◆ **What this task involves**
Return, character for character, the lines of the items below starting at the line containing "One dot marks each instance of the tiled" and ending at the line containing "[(50, 296)]", both of those lines included.
━━━━━ The records
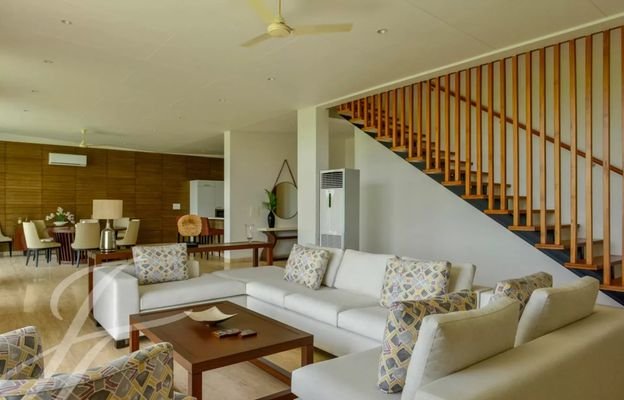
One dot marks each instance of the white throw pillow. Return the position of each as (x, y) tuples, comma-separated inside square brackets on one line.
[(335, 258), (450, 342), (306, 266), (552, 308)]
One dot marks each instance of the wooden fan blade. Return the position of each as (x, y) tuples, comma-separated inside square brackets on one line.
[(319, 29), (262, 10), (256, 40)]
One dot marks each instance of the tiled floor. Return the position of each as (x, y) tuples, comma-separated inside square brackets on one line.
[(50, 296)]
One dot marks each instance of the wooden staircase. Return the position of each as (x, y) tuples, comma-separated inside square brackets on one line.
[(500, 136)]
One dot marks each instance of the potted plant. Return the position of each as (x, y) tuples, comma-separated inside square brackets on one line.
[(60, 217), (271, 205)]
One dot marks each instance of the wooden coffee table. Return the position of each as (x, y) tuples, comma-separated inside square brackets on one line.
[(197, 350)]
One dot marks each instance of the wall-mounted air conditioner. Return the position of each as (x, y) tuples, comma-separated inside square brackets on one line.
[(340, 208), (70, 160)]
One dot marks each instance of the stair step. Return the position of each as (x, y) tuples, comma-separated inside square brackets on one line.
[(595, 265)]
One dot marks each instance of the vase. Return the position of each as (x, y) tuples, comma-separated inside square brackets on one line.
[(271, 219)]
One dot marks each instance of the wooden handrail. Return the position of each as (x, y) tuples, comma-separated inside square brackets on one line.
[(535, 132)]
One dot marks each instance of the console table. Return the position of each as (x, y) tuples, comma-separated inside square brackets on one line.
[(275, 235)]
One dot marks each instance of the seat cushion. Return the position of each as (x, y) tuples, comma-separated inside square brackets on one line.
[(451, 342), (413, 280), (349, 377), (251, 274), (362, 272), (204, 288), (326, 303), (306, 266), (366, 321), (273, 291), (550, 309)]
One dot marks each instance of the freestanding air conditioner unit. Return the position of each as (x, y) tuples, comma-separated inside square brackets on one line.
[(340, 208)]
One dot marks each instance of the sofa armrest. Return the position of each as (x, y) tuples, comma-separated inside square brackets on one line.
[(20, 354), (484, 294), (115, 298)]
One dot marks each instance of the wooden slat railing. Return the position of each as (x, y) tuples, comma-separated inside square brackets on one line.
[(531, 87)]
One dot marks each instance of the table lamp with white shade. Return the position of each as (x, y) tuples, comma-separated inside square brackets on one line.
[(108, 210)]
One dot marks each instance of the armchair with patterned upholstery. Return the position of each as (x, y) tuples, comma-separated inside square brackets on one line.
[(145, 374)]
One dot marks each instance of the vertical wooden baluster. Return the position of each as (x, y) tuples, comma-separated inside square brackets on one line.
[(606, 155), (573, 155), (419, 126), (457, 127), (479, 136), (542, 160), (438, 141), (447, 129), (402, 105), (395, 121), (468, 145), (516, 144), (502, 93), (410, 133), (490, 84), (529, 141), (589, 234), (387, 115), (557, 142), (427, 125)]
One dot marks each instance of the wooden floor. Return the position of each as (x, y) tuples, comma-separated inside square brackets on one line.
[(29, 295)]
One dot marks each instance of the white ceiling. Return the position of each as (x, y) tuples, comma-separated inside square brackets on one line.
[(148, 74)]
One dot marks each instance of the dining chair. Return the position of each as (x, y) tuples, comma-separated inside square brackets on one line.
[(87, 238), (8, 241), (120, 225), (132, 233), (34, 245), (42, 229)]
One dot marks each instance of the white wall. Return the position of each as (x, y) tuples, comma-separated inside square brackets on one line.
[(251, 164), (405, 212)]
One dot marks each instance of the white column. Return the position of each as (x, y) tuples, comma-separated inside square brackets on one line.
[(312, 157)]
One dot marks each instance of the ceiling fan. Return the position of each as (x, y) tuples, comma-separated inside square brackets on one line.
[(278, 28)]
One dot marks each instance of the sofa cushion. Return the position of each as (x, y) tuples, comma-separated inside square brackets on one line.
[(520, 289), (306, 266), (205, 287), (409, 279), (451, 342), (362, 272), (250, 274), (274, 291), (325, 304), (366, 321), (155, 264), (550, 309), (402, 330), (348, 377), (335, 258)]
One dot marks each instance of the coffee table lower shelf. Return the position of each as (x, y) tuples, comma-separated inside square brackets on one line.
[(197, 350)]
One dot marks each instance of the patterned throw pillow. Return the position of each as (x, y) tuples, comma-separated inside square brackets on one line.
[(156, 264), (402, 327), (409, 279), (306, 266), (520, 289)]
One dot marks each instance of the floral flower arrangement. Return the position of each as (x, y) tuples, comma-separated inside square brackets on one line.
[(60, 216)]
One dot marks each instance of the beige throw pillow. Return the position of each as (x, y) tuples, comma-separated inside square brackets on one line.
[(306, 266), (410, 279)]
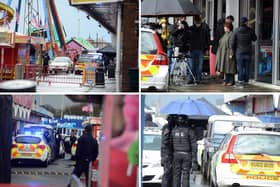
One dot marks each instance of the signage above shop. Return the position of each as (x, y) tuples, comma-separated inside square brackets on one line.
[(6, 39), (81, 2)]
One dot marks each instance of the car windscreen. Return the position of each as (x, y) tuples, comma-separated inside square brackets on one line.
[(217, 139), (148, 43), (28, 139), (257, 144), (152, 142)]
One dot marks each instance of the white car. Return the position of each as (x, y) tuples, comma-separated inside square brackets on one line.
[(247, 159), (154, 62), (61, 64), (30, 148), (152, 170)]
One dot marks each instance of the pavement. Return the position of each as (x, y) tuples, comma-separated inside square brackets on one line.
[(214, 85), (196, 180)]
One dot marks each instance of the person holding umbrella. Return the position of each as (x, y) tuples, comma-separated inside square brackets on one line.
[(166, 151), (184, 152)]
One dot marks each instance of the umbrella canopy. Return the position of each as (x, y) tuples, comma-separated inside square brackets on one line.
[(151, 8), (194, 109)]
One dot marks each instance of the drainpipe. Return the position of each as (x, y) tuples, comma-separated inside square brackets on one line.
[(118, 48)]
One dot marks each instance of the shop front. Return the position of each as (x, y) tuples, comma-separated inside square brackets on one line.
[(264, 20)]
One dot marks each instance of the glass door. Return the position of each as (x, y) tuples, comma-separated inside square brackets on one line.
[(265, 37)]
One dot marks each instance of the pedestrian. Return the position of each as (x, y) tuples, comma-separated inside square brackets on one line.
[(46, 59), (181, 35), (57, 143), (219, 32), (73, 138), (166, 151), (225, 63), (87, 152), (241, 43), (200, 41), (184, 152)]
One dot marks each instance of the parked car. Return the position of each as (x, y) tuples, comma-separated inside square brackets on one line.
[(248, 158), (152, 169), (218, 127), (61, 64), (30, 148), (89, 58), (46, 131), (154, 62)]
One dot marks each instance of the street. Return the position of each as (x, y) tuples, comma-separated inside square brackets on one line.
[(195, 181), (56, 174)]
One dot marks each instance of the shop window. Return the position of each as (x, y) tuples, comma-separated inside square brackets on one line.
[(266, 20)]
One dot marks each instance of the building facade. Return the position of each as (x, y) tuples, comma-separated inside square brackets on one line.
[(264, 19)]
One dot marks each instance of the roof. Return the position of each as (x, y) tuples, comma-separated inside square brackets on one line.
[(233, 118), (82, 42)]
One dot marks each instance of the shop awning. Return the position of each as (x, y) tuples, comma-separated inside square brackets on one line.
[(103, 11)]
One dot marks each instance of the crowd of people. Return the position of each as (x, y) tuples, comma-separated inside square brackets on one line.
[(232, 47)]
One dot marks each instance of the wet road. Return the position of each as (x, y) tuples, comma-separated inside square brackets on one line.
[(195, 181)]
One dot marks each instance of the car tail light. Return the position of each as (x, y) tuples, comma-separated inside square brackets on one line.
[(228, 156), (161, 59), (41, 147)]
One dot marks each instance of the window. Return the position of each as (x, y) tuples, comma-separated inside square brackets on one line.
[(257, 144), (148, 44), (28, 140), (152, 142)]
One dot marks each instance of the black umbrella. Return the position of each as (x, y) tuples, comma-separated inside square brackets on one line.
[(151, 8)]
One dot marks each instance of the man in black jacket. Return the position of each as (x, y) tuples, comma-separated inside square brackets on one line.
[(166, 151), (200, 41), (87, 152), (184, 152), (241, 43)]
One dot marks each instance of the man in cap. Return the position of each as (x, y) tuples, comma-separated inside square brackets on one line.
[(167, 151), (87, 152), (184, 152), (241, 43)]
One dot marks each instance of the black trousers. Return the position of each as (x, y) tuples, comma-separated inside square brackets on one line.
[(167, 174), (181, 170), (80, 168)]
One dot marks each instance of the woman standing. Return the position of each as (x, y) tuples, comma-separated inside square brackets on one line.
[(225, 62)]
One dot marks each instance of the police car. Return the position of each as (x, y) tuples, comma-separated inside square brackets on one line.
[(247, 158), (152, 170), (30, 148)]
━━━━━━━━━━
◆ **Solution to this exercise**
One dot marks each instance of the tiled floor. Return the position of each as (x, y) tuples, comma-separated inside square brackets on one line.
[(50, 296)]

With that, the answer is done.